##### Supplied entries #####

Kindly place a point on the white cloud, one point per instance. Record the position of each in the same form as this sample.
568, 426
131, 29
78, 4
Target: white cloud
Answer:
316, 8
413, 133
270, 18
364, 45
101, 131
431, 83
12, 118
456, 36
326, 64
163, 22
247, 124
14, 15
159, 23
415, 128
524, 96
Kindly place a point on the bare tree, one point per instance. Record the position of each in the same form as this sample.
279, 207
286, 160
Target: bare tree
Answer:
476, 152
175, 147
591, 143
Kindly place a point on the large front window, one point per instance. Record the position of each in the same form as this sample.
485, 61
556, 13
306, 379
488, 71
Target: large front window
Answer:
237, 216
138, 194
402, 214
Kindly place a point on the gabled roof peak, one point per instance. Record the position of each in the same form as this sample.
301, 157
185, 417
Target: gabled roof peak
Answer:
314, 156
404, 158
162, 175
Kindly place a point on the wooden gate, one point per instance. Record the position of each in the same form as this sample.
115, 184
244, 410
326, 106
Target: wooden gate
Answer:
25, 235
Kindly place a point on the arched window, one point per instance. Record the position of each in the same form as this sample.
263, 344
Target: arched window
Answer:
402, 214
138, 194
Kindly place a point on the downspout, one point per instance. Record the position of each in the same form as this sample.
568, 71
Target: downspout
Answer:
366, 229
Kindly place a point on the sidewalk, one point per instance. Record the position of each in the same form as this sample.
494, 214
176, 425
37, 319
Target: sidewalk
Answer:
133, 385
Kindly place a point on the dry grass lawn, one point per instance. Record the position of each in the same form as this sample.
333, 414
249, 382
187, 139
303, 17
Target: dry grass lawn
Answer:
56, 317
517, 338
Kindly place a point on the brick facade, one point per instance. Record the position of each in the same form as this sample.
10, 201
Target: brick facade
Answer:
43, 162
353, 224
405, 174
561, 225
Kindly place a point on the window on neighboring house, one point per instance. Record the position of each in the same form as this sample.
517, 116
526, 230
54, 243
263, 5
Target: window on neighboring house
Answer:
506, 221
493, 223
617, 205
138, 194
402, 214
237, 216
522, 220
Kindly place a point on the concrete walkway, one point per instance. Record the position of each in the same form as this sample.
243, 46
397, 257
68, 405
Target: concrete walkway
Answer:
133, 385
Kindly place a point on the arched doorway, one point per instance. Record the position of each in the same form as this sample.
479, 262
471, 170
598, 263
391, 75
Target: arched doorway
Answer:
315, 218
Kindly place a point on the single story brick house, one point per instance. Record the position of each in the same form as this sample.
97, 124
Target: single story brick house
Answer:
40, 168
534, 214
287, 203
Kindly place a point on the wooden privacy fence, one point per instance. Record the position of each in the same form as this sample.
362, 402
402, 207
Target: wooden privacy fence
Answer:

#####

### Task to complete
A complete, exact transcription of the data above is the required answer.

### Reply
Kindly place a point on the white cloud, one point per instance. Record the position of each in the same form as this sample.
568, 426
131, 29
78, 4
Target: white cloud
Answer:
316, 8
413, 133
270, 18
364, 45
101, 131
431, 83
12, 118
456, 36
326, 64
163, 22
247, 124
14, 15
159, 23
415, 128
524, 96
Kindly place a point on the bare tree, one point per instance. Record the position of each in the same form as this sample.
279, 207
286, 160
Target: bare tree
Answer:
476, 152
175, 147
591, 143
Kindly place a point on the large front window, one point per instance. Record the position of each in the same form as this sample.
485, 61
556, 13
306, 379
488, 71
Target: large front window
Answer:
237, 216
138, 194
402, 214
Kindly place a point on the gabled roof peak, one point per instance. Record the position of each in the same form as this sample.
301, 157
185, 417
Target: gabled roof peak
Answer:
314, 156
404, 158
162, 175
Kindly place a point on the wooden gate, one point per instance. Record the position of each in the same form as this sample.
115, 184
244, 410
326, 106
Target: wooden gate
Answer:
25, 235
Kindly place a point on the arched window, one point per instance. Record the position of each in the same form as this sample.
263, 344
Target: arched window
Answer:
402, 214
138, 194
Kindly place a point on the downspout, one point per instance. Record the position of each in the same form as this sample.
568, 71
Target: downspout
Answer:
366, 229
Kindly place a point on the sidewalk, one point per instance. Record the position of each in the same form as this sample.
494, 214
176, 425
37, 319
Target: sidewalk
Answer:
133, 385
Kindly place a point on the dry grass lawn, one point per instance. Record the position of each in the same form as this sample.
333, 414
249, 382
187, 139
303, 17
Target: dry grass lawn
Answer:
56, 317
517, 338
Kindly place a point on the brick facade, one point per instance. Record the position of each in the same form as this sample.
10, 201
Target: brick facade
Answer:
43, 162
353, 224
405, 174
561, 225
Kindly place a point on the window on neighboring house, one point per instance. Record the position of each in the same form as this sample.
517, 116
526, 230
54, 243
263, 5
Target: window on neighboring house
Answer:
506, 221
493, 223
617, 205
138, 194
402, 214
237, 216
522, 220
Kindly place a point on the concrete walkway, one point per instance. Record the position of each in the same form as this sample.
243, 46
397, 257
68, 405
Target: concrete walkway
Answer:
133, 385
Kindly place a point on the arched doorway, one point per instance. Record the position of each in the same form as this sample.
479, 262
471, 170
598, 263
391, 75
Target: arched doorway
Answer:
315, 218
Kindly place a point on the single story brick house, one point per instance. Record the position of each in the same form as this sample.
97, 124
Target: single story brick house
Answer:
40, 168
534, 214
287, 203
Kindly place a point on the wooden privacy fence, one point per instance. Record the position of each in the same form as this sample.
362, 402
402, 207
Target: wooden privacy fence
Answer:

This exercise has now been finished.